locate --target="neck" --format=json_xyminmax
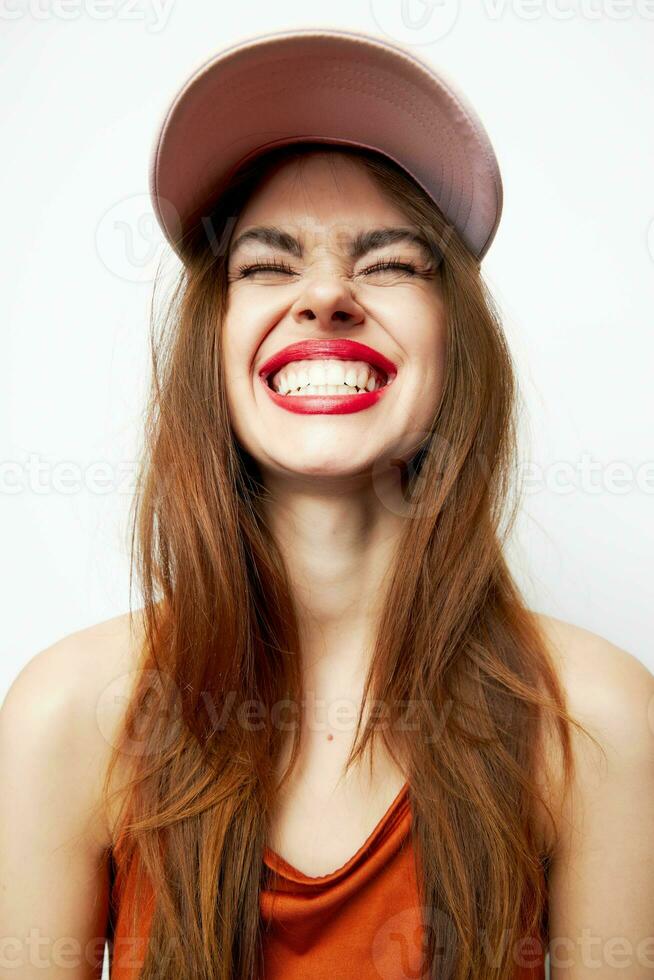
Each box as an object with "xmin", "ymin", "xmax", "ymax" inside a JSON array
[{"xmin": 262, "ymin": 472, "xmax": 405, "ymax": 692}]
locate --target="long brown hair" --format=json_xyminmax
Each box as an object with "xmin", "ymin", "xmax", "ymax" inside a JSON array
[{"xmin": 102, "ymin": 142, "xmax": 600, "ymax": 979}]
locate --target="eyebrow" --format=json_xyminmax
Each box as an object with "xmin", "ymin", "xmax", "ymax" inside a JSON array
[{"xmin": 228, "ymin": 225, "xmax": 434, "ymax": 262}]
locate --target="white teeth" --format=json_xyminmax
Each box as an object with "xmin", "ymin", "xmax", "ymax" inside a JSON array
[
  {"xmin": 296, "ymin": 367, "xmax": 310, "ymax": 388},
  {"xmin": 288, "ymin": 384, "xmax": 357, "ymax": 396},
  {"xmin": 326, "ymin": 363, "xmax": 343, "ymax": 386},
  {"xmin": 309, "ymin": 362, "xmax": 326, "ymax": 386},
  {"xmin": 270, "ymin": 358, "xmax": 386, "ymax": 395}
]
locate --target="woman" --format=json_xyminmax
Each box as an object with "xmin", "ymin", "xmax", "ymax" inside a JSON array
[{"xmin": 1, "ymin": 28, "xmax": 652, "ymax": 980}]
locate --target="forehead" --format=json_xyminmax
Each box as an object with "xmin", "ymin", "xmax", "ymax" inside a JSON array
[{"xmin": 244, "ymin": 150, "xmax": 386, "ymax": 203}]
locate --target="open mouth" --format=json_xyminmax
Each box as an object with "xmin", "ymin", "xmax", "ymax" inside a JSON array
[{"xmin": 266, "ymin": 358, "xmax": 389, "ymax": 397}]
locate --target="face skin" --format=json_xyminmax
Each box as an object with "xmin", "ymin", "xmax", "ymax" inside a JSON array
[{"xmin": 222, "ymin": 152, "xmax": 447, "ymax": 775}]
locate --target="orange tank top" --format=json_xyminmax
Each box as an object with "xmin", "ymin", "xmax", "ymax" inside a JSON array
[{"xmin": 108, "ymin": 782, "xmax": 546, "ymax": 979}]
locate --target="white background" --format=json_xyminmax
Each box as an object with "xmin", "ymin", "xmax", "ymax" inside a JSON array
[{"xmin": 2, "ymin": 3, "xmax": 653, "ymax": 690}]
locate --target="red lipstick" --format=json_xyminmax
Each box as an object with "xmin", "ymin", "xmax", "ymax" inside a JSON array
[{"xmin": 257, "ymin": 338, "xmax": 397, "ymax": 416}]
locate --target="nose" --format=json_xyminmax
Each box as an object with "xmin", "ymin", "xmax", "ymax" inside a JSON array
[{"xmin": 290, "ymin": 276, "xmax": 366, "ymax": 330}]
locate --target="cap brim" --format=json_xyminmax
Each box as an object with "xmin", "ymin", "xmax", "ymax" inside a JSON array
[{"xmin": 149, "ymin": 27, "xmax": 503, "ymax": 262}]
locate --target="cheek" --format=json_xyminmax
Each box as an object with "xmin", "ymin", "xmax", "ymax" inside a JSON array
[
  {"xmin": 430, "ymin": 326, "xmax": 447, "ymax": 384},
  {"xmin": 221, "ymin": 313, "xmax": 256, "ymax": 391},
  {"xmin": 424, "ymin": 332, "xmax": 447, "ymax": 408},
  {"xmin": 401, "ymin": 298, "xmax": 447, "ymax": 373},
  {"xmin": 400, "ymin": 310, "xmax": 447, "ymax": 419},
  {"xmin": 218, "ymin": 332, "xmax": 249, "ymax": 448}
]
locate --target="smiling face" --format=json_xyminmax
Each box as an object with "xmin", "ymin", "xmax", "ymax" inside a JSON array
[{"xmin": 222, "ymin": 150, "xmax": 447, "ymax": 485}]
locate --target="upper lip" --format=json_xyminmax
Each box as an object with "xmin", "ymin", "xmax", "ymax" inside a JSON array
[{"xmin": 258, "ymin": 339, "xmax": 398, "ymax": 385}]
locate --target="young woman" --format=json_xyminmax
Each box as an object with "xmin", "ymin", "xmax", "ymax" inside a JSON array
[{"xmin": 2, "ymin": 28, "xmax": 652, "ymax": 980}]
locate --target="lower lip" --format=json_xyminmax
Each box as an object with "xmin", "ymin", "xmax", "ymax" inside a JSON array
[{"xmin": 260, "ymin": 377, "xmax": 393, "ymax": 414}]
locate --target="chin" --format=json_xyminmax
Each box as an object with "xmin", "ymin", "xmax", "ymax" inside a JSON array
[{"xmin": 258, "ymin": 450, "xmax": 378, "ymax": 482}]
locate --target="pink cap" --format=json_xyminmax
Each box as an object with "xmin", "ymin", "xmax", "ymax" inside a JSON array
[{"xmin": 149, "ymin": 27, "xmax": 503, "ymax": 262}]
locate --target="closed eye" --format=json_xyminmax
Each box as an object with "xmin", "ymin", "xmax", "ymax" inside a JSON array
[
  {"xmin": 234, "ymin": 257, "xmax": 421, "ymax": 279},
  {"xmin": 235, "ymin": 259, "xmax": 296, "ymax": 278},
  {"xmin": 359, "ymin": 259, "xmax": 419, "ymax": 276}
]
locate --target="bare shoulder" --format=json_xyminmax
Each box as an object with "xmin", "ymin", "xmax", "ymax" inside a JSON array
[
  {"xmin": 534, "ymin": 611, "xmax": 653, "ymax": 725},
  {"xmin": 0, "ymin": 609, "xmax": 147, "ymax": 853},
  {"xmin": 531, "ymin": 611, "xmax": 654, "ymax": 853}
]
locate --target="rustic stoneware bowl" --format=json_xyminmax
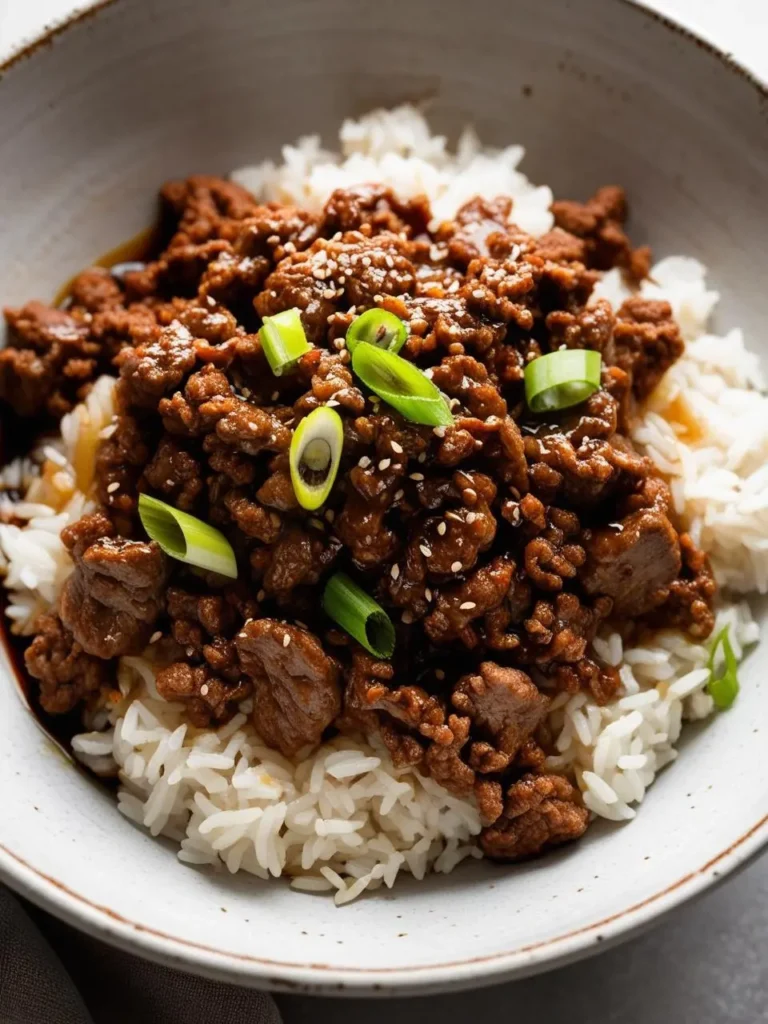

◆ Instructions to follow
Above are the records. Identify each line that contains the word "white".

◆ Result
locate --target="white teeth" --format=json_xyminmax
locate --target="white background" --format=json_xyminmax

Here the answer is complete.